Collected data

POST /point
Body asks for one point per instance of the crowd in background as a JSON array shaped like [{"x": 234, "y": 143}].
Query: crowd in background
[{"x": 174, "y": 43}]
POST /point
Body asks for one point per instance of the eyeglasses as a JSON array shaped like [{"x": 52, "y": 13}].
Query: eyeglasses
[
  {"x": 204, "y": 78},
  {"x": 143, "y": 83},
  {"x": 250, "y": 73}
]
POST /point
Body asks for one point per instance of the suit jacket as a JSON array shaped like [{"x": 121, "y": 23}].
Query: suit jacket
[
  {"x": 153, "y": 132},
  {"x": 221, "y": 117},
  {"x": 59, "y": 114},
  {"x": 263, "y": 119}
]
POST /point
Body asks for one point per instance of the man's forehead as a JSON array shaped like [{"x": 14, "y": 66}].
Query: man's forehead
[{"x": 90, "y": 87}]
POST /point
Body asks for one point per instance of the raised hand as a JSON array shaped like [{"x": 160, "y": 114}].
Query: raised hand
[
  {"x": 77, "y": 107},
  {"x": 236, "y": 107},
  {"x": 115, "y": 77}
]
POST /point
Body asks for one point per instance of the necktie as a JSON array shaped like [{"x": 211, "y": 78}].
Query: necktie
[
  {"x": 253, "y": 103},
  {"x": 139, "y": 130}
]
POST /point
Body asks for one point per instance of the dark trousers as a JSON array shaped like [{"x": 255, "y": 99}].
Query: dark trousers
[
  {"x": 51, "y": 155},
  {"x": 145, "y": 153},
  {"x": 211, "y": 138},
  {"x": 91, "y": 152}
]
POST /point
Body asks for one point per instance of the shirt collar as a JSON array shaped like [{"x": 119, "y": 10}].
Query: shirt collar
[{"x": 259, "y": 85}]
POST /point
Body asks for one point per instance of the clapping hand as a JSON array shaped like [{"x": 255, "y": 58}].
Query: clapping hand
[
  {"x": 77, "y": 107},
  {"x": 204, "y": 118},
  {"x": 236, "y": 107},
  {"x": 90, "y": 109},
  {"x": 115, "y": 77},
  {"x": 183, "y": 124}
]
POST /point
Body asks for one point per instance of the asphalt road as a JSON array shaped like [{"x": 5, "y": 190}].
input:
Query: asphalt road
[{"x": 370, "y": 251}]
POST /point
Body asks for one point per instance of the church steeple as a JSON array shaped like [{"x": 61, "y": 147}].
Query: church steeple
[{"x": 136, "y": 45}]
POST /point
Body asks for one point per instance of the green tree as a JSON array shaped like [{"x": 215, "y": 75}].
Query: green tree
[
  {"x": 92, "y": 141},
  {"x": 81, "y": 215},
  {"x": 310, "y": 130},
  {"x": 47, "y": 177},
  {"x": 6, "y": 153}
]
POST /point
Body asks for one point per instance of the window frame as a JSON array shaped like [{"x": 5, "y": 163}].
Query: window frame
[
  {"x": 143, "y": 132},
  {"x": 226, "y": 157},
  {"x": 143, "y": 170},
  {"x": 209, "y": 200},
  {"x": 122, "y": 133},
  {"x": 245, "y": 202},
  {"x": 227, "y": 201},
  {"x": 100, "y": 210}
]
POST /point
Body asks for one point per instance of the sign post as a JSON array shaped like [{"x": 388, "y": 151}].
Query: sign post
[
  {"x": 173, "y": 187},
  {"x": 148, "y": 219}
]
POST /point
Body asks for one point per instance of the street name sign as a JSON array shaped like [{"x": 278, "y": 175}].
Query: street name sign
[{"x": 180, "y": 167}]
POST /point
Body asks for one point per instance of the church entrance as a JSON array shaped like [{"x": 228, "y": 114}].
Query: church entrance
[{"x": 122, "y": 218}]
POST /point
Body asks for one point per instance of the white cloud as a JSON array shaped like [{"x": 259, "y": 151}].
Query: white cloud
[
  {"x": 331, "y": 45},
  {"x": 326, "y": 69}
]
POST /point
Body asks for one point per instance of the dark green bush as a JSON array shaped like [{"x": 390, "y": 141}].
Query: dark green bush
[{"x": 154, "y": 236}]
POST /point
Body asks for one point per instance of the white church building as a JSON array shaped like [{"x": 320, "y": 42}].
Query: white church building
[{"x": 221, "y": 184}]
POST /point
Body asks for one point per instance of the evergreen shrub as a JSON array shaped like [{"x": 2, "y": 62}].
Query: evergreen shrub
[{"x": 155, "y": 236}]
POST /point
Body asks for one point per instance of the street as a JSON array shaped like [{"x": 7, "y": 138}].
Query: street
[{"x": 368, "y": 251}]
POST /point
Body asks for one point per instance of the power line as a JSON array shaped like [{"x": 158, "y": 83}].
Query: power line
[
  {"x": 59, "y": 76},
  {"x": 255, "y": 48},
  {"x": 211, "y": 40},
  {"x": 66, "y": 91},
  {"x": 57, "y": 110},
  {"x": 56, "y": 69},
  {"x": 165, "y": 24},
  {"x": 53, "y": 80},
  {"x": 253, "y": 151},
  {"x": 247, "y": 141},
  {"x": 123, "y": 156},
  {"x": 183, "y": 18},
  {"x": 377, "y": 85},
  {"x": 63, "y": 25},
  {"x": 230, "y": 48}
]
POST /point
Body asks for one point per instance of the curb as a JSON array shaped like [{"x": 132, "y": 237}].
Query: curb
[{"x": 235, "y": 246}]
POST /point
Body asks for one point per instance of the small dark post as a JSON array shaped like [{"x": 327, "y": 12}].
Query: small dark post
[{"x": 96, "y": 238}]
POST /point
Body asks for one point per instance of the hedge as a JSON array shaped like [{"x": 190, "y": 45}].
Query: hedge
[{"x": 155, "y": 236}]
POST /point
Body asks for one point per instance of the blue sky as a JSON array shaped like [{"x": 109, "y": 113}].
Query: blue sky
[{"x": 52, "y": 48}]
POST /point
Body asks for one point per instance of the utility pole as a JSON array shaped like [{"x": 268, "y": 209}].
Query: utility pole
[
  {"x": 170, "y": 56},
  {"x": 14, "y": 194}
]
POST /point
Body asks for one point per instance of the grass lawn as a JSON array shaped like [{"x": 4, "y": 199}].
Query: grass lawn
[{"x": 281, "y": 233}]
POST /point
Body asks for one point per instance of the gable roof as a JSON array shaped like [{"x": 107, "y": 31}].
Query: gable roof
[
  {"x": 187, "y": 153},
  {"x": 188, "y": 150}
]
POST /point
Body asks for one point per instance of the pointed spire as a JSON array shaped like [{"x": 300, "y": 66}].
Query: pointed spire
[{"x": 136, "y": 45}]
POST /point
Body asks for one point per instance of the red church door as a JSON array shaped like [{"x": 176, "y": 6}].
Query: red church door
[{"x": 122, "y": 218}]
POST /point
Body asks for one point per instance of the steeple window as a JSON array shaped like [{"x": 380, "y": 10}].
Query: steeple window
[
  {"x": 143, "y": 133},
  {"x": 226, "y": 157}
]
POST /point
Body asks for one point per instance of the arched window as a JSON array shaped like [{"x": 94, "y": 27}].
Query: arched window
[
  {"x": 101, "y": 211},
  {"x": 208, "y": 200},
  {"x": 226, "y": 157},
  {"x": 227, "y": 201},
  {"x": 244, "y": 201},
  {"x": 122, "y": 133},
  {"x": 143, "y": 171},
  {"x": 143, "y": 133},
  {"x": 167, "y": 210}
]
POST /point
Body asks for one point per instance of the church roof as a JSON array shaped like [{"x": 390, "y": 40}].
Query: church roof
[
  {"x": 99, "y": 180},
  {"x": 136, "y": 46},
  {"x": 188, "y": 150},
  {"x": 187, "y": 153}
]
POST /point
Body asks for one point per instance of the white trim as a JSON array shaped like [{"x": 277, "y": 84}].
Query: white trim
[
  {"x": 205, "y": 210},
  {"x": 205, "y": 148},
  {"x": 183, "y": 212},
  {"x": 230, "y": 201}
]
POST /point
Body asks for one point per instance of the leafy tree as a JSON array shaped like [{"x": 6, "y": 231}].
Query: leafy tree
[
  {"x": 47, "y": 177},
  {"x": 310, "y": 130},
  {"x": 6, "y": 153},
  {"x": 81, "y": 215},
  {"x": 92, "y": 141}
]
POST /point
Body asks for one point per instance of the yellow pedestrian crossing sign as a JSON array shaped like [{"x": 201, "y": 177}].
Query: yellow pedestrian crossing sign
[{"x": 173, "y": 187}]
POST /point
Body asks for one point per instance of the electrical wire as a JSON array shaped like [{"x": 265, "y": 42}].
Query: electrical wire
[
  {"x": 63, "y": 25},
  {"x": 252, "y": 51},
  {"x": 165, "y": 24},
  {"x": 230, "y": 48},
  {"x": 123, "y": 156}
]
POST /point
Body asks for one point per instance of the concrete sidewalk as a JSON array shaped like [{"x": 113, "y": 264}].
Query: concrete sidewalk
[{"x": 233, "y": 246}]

The task:
From the entries above, pull out each line that contains the word "dark", matching upper and lower case exactly.

Result for this task:
Body asks for one point per instance of the dark trousers as a JSON array shaped like [{"x": 255, "y": 99}].
Query: dark trousers
Body asks for one point per instance of the dark green bush as a JSON array shaped like [{"x": 390, "y": 141}].
Query: dark green bush
Body asks for one point per instance of the small dark post as a JSON array shaped like [{"x": 327, "y": 12}].
Query: small dark post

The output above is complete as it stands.